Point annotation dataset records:
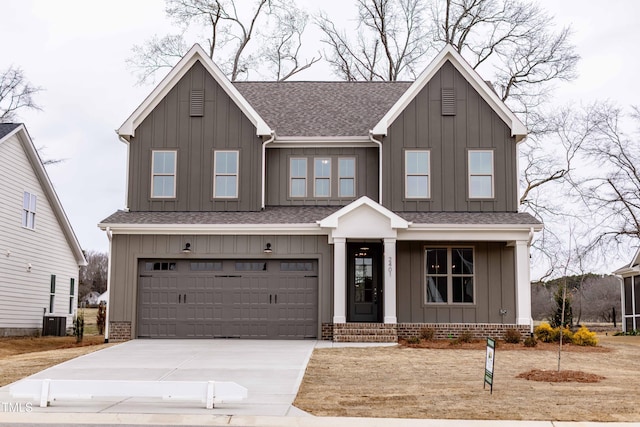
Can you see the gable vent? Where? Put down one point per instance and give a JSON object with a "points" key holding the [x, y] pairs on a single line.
{"points": [[448, 101], [197, 102]]}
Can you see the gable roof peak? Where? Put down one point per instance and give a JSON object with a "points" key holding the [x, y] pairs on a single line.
{"points": [[195, 54], [449, 53]]}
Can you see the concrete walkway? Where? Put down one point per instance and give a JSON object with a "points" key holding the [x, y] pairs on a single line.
{"points": [[270, 370]]}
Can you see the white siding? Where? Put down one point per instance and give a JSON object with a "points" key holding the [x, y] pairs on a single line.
{"points": [[24, 295]]}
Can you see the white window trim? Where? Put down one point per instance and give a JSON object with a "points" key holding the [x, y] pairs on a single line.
{"points": [[216, 174], [407, 175], [352, 177], [316, 177], [449, 276], [174, 174], [305, 177], [470, 175], [29, 213]]}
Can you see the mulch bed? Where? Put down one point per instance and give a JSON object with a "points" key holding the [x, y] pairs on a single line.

__Short task__
Copy the material again, starting at the line containing "Can you see the white window" and ending at the last line of the material, with the requests kept. Offset every x and y coordinate in the answers by adding 113.

__Solution to this problem__
Can you see the white window trim? Where? Put down one point per instance and give a JSON object with a "points" key holding the [x, y] pairs on a single line.
{"points": [[329, 287], [520, 288], [465, 290], [429, 290], [562, 389], [287, 287], [418, 290], [583, 288], [142, 326]]}
Can you see the mulch bed? Where? Put down one point per instance and give a JSON object with a "points" key holding the [x, y] pairs on a single line.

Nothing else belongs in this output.